▶ [Prompt] Please output every line of the material as it stands, without the pictures.

▶ [Information shown]

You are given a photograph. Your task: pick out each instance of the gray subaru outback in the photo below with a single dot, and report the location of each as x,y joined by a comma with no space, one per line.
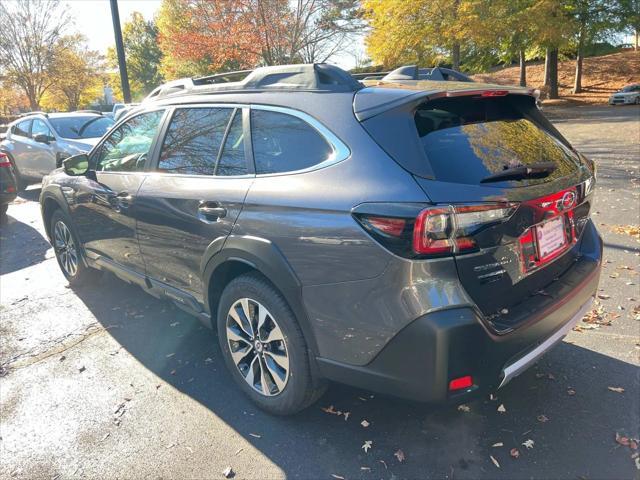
428,240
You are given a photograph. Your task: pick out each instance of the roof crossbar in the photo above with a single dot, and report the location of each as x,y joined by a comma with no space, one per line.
314,77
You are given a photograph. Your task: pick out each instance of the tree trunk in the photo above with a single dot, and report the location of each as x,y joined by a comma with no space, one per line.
547,59
455,56
523,69
577,84
553,73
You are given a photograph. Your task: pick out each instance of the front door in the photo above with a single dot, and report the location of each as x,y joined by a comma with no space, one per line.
104,208
195,194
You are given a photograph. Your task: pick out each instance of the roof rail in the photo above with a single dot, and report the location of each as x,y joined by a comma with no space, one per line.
89,111
37,112
314,76
413,72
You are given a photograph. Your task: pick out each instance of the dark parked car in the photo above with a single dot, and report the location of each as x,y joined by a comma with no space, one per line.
429,244
8,187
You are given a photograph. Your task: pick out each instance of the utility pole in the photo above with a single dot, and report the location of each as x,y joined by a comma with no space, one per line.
122,65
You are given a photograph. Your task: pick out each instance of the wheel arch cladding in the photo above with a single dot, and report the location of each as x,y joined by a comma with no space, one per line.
242,254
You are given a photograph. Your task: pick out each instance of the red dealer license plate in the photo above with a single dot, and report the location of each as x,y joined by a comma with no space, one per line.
551,238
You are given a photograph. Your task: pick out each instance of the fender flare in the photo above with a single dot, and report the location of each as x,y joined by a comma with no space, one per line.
54,192
265,257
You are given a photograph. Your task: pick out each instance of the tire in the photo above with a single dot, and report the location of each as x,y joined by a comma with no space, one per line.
289,385
68,252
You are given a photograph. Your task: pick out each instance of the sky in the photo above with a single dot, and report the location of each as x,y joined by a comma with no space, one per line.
93,20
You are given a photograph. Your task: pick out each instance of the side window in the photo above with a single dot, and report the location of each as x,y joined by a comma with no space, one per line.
39,127
22,129
193,140
284,143
126,148
232,161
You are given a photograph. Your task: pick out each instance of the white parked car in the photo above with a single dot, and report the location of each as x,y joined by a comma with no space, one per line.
629,94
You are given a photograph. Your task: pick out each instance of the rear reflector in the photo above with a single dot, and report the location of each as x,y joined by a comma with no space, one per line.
4,160
495,93
460,383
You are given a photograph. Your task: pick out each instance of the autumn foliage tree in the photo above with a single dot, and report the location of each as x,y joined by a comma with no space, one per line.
199,36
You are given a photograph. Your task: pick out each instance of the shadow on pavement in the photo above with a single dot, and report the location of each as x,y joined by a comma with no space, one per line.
577,440
27,244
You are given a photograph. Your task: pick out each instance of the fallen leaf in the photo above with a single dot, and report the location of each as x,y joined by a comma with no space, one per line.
330,409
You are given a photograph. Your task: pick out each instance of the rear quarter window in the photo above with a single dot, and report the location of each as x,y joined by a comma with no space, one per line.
285,143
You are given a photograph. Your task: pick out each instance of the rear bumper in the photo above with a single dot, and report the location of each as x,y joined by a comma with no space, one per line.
419,362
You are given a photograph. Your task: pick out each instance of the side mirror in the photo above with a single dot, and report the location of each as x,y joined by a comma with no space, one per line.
77,165
43,138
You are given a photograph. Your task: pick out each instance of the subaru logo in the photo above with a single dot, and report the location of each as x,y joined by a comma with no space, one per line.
567,201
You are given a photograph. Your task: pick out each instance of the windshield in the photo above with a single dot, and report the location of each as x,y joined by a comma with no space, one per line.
81,127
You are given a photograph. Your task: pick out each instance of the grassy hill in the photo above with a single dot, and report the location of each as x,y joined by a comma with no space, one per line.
600,78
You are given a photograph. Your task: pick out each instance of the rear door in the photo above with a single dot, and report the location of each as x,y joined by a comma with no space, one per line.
194,194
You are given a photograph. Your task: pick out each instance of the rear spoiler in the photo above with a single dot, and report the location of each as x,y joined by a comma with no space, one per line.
372,101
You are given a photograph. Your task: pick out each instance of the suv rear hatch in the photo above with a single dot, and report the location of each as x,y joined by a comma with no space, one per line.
510,196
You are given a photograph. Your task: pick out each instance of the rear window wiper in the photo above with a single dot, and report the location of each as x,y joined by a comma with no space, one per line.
534,170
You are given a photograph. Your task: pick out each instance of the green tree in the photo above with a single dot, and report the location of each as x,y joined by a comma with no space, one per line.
77,72
592,20
426,32
142,53
628,17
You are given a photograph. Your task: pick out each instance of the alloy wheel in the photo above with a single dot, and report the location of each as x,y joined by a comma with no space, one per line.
65,248
257,347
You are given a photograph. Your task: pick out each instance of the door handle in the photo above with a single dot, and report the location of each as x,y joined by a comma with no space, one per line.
123,200
211,211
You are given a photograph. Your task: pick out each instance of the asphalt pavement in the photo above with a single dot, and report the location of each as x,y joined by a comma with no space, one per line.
107,382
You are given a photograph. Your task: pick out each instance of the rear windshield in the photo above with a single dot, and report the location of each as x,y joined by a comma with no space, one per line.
467,139
82,126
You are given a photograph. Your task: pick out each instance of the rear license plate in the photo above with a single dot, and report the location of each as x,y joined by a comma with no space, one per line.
550,237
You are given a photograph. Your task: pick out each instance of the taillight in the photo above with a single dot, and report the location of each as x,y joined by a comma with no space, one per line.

▶ [Answer to the exercise]
You are given a photograph. Your task: pick out each instance of the gray subaru outback in the photo below with a single dot, and report the location of each as x,y joined by a comma with no space, one per line.
428,240
You are given a photograph. Your task: pick out each instance of the roof crossbar in the photo above with a single dot, and report the location of each as x,y joined by a comma with no space, one per line.
314,77
You are given a photograph. Your task: pick out each instance of the tree trunk in the photo above with a single dot, and report the location of each as x,y joined by a comma with no space, one per line.
547,59
455,56
523,69
577,84
553,73
You are given a photograph. Your task: pick out each instance of the front door in the photo above with a single dot, and report the location of each as x,y joined by a comma with no space, one per line.
104,208
195,194
You are given a photograph. Your task: pick out each instance of the roof rail in the photo above with a single dot, and report the location of each as x,y joined by a comma with no space, one per line.
89,111
37,112
314,76
413,72
You are given a photograph. Your task: pick out each instance of the dark parked car in the photo above with a single dot, and report the location of each as x,y joined by a comma with no space, one per line.
429,244
8,187
You are given a photograph. Your task: pick out each instance of the utility pole in the photo above with a single dot, and report the location of each as x,y joined by a comma with no space, one per line.
122,65
You are given a photograph. Your task: pick out each instance of the wheel arch cladding in the photo above with a single dot, and report the location of each as x,y joined by a comma with no space, one per line.
242,254
You are given a photograph. Your task: pick out each instance of the red dealer license plate in the photo above with a single dot, and report the location of each as x,y joined by a comma with no space, one per line.
551,238
You are given a photograph. Your task: pick out each instance of the fender flare in the photo above with a single dot, and report the location of each as x,y joined by a comma with no space, one per line.
54,192
265,257
You are given a photograph. Your task: pick out each instance of the tire in the photo above with a single dot, and report the location of each as x,y joined by a comma with no space, one per line.
289,385
68,252
You are given a photograph. Your task: pick out each instance of the sky in the photo above with a single dot, and report the location of each as x,y joined by a comma with no space, one per line.
93,20
You are given a photograph. Your task: pick out each instance of the side window in the photo above with a single dot, and report the location of each as x,y joined by a comma with no space, one per line.
39,127
22,129
193,140
284,143
126,148
232,161
You are given a photograph. Your task: pick out each instance of the white parked car in the photo above with a single dot, and report the location of each as x,y joined by a comma with no space, one per line.
629,94
You are given a photograph. Your task: pick out each instance of the rear reflector in the photo above with a single dot, and report the location of each as x,y joined by a comma with no space, one per line.
4,160
495,93
460,383
You are given a photograph. Your task: pick out each instance of the autumn foliage tree in the photo above with a single dot, and report the location of each as x,y joined by a comma with no space, one per line.
199,36
You are given a photograph. Your task: pick out each instance of the shadow on pavement in the photo above with a single dot, and report the location of each as x,y joined by a comma with no space, one per line.
577,440
27,244
You are given a photograph. Your task: pick out each instance of the fallen leaf in the photo above with a single dot, and report the location of each as x,y joined by a comma with no space, one per line.
330,409
You are given a photograph. Your task: pick out each instance of the rear quarter window in the photo above with a single dot, and report the location of each as x,y joined by a comma with no space, one per line.
285,143
You are given a photograph. Your task: pick out each instance of the rear bumper in the photo above with a single dot, and report the location of each as x,y joined by a comma with no space, one per line.
419,362
You are given a photograph. Your task: pick out each instance of the side mirror in the photo above with a single dot, and report the location of each as x,y joined by a comma with no space, one per line.
77,165
43,138
You are given a photograph. Your task: pick out each instance of the subaru logo in the photo above with a single dot, and report the location of each as x,y joined by a comma with no space, one per line.
567,201
You are given a photograph. Your task: pick out each instance of the windshield in the photo above with a single dot, and report the location of each as x,y joined by a comma with no space, one per line.
81,127
You are given a photograph. Your task: pick out each instance of the grassy hill in the photo above with a single dot, and report the location of each as x,y joined by a comma with no space, one per line.
600,78
You are given a photograph. Your task: pick out each instance of the rear door in the photo above with a single dot, and report the location of each as x,y joined by a comma with no space, one per line.
194,194
You are given a photograph. Your task: pick out each instance of the rear spoiler in the photo above with a single dot, and report the location of each as x,y joined by a comma with no space, one per line.
372,101
You are given a photograph. Your task: pick out each instance of the suv rear hatch in the photo above with a single dot, and report the location of each as x,y joined by a comma with no space, one per line.
510,196
You are given a photograph. Your task: pick out each instance of the rear window wiper in the photo above with a single dot, and report the location of each as x,y joined by a comma with no space, one per line.
534,170
You are given a photograph. Your task: pick out each instance of the green tree in the photo above with a single dot, and report the location of each as x,y joined by a comma with no space, one per line.
77,72
592,20
426,32
142,53
628,17
You are given a photograph. Your task: pick out each instance of the alloy wheel in the photo above with a single dot, and report the location of each as x,y joined by a comma with no space, one per line.
65,248
257,347
You are given a photograph. Your task: pick out each instance of the door handle in the photo above with a single dot, and report the location of each as x,y joined by a comma with no space, one per line.
123,200
211,211
You are given a photograph. Your task: pick out each instance of the asphalt pavement in the photo above with a single dot, and report the location of each as x,y joined by a comma with no space, one per line.
107,382
You are given a photograph. Your task: pick out each instance of the rear windshield in the photo above with a single dot, and report the location of each as x,y joined by a comma with no space, one per line.
467,139
82,126
You are given a photograph. Your task: pick out each instance of the rear license plate in the photo above with a single dot, and report the location of each as x,y joined by a comma with no space, one per line.
550,237
You are given a photograph. Your task: pick out each instance of the taillight in the photo above with a single dot, and report the location of each as x,y joined by a comma with no space, one per line.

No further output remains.